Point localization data

+-------+

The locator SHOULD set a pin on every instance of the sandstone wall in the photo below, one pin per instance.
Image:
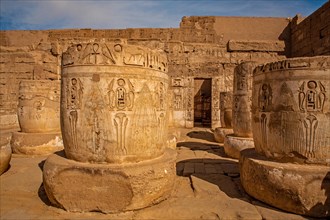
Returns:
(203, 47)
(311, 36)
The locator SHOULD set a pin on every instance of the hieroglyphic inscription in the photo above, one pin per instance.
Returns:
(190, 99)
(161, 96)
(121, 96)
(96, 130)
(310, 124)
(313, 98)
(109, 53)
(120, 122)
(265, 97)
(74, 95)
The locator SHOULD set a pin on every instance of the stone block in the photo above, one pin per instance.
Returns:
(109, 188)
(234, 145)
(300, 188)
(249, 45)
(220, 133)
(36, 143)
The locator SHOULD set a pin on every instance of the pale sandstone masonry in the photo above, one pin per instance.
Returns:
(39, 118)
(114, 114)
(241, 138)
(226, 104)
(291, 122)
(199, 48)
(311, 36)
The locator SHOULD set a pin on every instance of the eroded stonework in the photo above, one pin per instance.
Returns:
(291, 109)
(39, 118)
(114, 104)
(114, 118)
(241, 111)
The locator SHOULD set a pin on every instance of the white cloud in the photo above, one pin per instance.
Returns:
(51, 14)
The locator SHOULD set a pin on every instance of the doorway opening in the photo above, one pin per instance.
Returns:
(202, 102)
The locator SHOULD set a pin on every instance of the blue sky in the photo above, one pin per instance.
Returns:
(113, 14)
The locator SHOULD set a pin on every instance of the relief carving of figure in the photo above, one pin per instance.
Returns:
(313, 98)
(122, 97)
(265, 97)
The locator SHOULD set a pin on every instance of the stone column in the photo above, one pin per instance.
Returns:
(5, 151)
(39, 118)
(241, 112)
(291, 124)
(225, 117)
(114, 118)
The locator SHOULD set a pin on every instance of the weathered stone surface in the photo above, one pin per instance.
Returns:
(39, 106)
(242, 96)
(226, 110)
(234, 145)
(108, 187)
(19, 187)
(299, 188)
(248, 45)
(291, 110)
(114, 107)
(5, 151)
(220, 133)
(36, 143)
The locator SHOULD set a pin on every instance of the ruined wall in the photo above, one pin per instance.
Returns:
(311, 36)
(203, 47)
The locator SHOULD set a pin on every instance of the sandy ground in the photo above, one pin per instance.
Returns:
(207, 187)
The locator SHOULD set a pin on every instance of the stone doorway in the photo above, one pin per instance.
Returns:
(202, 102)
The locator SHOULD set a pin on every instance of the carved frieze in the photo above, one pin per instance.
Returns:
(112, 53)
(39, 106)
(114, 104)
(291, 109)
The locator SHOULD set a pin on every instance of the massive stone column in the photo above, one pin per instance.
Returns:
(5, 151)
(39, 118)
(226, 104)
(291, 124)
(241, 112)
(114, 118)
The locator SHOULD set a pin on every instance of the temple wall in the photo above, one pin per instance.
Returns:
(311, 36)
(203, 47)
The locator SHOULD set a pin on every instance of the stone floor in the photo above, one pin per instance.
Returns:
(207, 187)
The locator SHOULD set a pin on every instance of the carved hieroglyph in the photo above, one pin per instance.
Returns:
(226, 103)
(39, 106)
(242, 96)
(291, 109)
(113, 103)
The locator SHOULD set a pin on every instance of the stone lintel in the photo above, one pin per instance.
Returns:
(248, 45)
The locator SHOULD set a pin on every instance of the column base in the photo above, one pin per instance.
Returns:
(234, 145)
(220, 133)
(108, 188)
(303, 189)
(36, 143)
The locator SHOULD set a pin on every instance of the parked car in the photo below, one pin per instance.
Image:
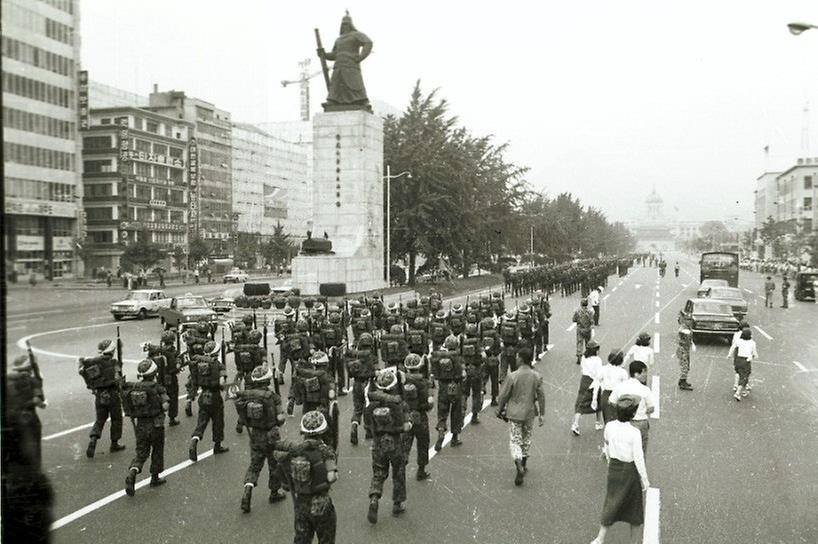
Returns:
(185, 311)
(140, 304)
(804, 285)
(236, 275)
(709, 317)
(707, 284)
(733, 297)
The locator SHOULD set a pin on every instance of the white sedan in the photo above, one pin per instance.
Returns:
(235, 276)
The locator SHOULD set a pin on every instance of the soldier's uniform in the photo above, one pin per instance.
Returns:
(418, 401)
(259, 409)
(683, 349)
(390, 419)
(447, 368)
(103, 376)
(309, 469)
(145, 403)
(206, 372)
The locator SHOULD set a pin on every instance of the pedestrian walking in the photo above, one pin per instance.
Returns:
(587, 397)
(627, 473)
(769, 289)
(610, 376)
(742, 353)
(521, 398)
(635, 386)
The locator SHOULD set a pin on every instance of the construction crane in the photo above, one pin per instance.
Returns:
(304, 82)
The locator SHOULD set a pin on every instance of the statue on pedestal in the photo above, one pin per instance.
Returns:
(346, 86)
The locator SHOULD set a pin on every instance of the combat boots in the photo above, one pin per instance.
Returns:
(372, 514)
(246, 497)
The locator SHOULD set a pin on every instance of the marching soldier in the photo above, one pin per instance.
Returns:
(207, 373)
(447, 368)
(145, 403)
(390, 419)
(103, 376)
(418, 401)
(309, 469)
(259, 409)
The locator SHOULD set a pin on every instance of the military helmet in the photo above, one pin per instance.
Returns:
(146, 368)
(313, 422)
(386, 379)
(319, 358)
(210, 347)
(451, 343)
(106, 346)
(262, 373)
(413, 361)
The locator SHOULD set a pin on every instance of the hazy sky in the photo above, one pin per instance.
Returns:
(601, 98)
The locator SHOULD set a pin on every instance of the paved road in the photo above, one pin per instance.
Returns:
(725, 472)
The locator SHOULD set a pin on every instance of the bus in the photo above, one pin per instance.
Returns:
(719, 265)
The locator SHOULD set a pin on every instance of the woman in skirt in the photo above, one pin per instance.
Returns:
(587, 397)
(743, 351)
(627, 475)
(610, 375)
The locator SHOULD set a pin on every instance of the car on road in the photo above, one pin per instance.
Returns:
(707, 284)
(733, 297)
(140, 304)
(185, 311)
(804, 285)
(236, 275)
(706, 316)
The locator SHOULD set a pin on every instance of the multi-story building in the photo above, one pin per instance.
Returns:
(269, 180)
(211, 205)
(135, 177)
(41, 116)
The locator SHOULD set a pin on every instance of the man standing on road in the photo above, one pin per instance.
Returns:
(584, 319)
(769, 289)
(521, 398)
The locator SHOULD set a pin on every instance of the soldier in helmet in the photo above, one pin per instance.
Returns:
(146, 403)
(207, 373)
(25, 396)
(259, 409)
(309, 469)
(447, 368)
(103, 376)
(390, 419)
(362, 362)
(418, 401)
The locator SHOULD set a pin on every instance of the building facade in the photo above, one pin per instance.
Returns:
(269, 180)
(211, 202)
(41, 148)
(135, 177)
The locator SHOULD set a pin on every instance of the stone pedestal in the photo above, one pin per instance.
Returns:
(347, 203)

+-------+

Exercise aim = Leaving all pictures aside, quote each record exactly.

The completed task =
The locator SHOULD set a pin on every instance of the sandstone wall in the photo below, one pin per instance.
Image:
Returns:
(203, 47)
(311, 36)
The locator SHOULD set a pin on every instance of the hieroglyphic inscription in the photo above, one pin per instance.
Returns:
(190, 99)
(161, 96)
(121, 96)
(96, 130)
(310, 124)
(313, 98)
(109, 53)
(120, 122)
(265, 97)
(74, 95)
The locator SHOULD set a pin on every instance of the stone block in the photo above, one pin per instance.
Returns:
(109, 188)
(234, 145)
(300, 188)
(249, 45)
(220, 133)
(36, 143)
The locator SHOULD set a pin on every instance of the pale sandstone masonry in the photo above, one pin per instance.
Returns:
(39, 118)
(114, 114)
(241, 138)
(226, 104)
(291, 122)
(199, 48)
(311, 36)
The locator SHOULD set a pin on every instance of the eroded stonework in the photo above, one pin per instance.
Returns:
(291, 109)
(39, 118)
(114, 104)
(114, 118)
(241, 111)
The locator SHOULD set a pin on every instance of the white cloud in the photo above, one pin per instance.
Returns:
(51, 14)
The locator SHOULD set a pin on every instance of the doorway opening in the photo above, one pin per instance.
Returns:
(202, 102)
The locator SHOULD set a pin on every instance of the blue sky in the photo above, one pin per instance.
Returns:
(113, 14)
The locator SHOULD set a pin on every instance of the relief carving of figure in the photo above, one pin per instance.
Returns:
(313, 98)
(122, 97)
(265, 97)
The locator SHOULD set a pin on every instance of the stone column in the photo above, one pin per instance.
Returns:
(5, 151)
(39, 118)
(241, 112)
(291, 124)
(225, 117)
(114, 118)
The locator SHOULD set a pin on every instance of the weathered stone surface in the photo above, one pin per instance.
Returns:
(39, 106)
(242, 96)
(226, 110)
(234, 145)
(108, 187)
(19, 187)
(299, 188)
(248, 45)
(291, 110)
(114, 107)
(5, 151)
(220, 133)
(36, 143)
The locator SHOULD set a pin on every instance of the ruined wall in the photo above, one pin per instance.
Returns:
(311, 36)
(203, 47)
The locator SHOULD set a pin on every instance of the sandy ground in the photo above, one pin per instance.
Returns:
(207, 187)
The locator SHOULD set a pin on every instance of the stone doorway in the photo above, one pin per instance.
Returns:
(202, 102)
The locator SHOULD set a pin on every instance of the carved frieze in the photo above, one pin per instance.
Returns:
(112, 53)
(39, 106)
(114, 104)
(291, 109)
The locator SHOULD set a pin on every instance of the massive stone column in the photo above, one pin per instance.
Returns:
(5, 151)
(39, 118)
(226, 104)
(291, 124)
(241, 112)
(114, 118)
The locator SHOULD set a pin on every instance of the temple wall in the photo above, one pin per instance.
Returns:
(311, 36)
(203, 47)
The locator SHOULD set a pin on every instance of the stone floor in the photo above, one pin per instance.
Returns:
(207, 187)
The locator SHOULD set a pin on every instance of the carved hieroglyph in the photo above, one pin per instance.
Returns:
(226, 103)
(39, 106)
(242, 96)
(291, 109)
(113, 103)
The locator SHOULD set a pin on every instance of the stone lintel in the photo above, one pin per instance.
Returns:
(248, 45)
The locator SHOULD set a pin on every instance of the column base in the photo above, one pin per instance.
Returns:
(234, 145)
(220, 133)
(108, 188)
(303, 189)
(36, 143)
The locator SHOULD set a pin on every instance of the parked car in the photo below, one pin per instance.
Image:
Returns:
(185, 311)
(140, 304)
(804, 285)
(236, 275)
(709, 317)
(707, 284)
(733, 297)
The locator SHOULD set a pin on every instance of the white sedan in the photo above, one pin per instance.
Returns:
(235, 276)
The locator SHOULD set a pin on every instance of the soldier's uniform in the photo above, one pin per instance.
Returns:
(418, 401)
(259, 409)
(683, 349)
(390, 419)
(447, 368)
(103, 376)
(309, 469)
(145, 403)
(206, 372)
The locator SHOULD set a pin on every instance of the pedestrian walking in the photo above, one pin per instance.
Returns:
(587, 397)
(627, 473)
(769, 289)
(610, 376)
(742, 353)
(521, 398)
(635, 386)
The locator SHOULD set a pin on every instance of the construction crane in the photo above, one pin per instance.
Returns:
(304, 82)
The locator SHOULD set a pin on every instance of the statue on pedestal in the photo above, one pin per instance.
Returns:
(346, 86)
The locator SHOULD set a pin on every instance of the combat boots in the photo above, one pin per instance.
Returns:
(372, 514)
(246, 497)
The locator SHOULD set a pin on every instance of the marching soldier in the photo above, one pin per instance.
Returns:
(207, 373)
(447, 368)
(145, 403)
(390, 419)
(103, 376)
(418, 401)
(309, 469)
(259, 409)
The locator SHOULD set a pin on every instance of the military helmet in the photo above, one pin per instance.
Returns:
(146, 368)
(313, 422)
(386, 379)
(319, 358)
(210, 347)
(451, 343)
(106, 346)
(262, 373)
(413, 361)
The locator SHOULD set a pin on every instance of the hazy sky in the photo above, one pin per instance.
Returns:
(601, 98)
The locator SHOULD set a pin on every instance of the paved road in the photo above, one pin per instance.
Returns:
(725, 472)
The locator SHOULD set a pin on every instance of the bus in the photo above, one pin per instance.
Returns:
(719, 265)
The locator SHOULD set a pin on every instance of the woman in skirt in the photo above, one pin per instance.
Returns:
(587, 397)
(743, 351)
(627, 475)
(610, 375)
The locator SHOULD set a pin on every instance of the car on road in the photo above, one pin per instance.
Returns:
(707, 284)
(733, 297)
(140, 304)
(185, 311)
(804, 285)
(236, 275)
(706, 316)
The locator SHOULD set a pin on every instance of the multi-story building in the photo above, one pin per instance.
Returns:
(269, 180)
(211, 205)
(135, 177)
(41, 116)
The locator SHOULD set a pin on every instance of the man standing on road in the photo above, one pin per instance.
Returns:
(584, 319)
(769, 289)
(521, 398)
The locator SHOULD set a pin on every instance of the soldier in helmet in the photo above, one pin per instance.
Returns:
(146, 403)
(207, 373)
(25, 396)
(259, 409)
(309, 469)
(447, 368)
(103, 376)
(390, 419)
(362, 362)
(418, 401)
The locator SHOULD set a pin on every instance of the building facade in the photo above, one pin per instance.
Returns:
(269, 180)
(211, 202)
(41, 148)
(135, 177)
The locator SHOULD set a pin on every instance of the stone pedestal in the photo above, one pin per instance.
Returns:
(347, 203)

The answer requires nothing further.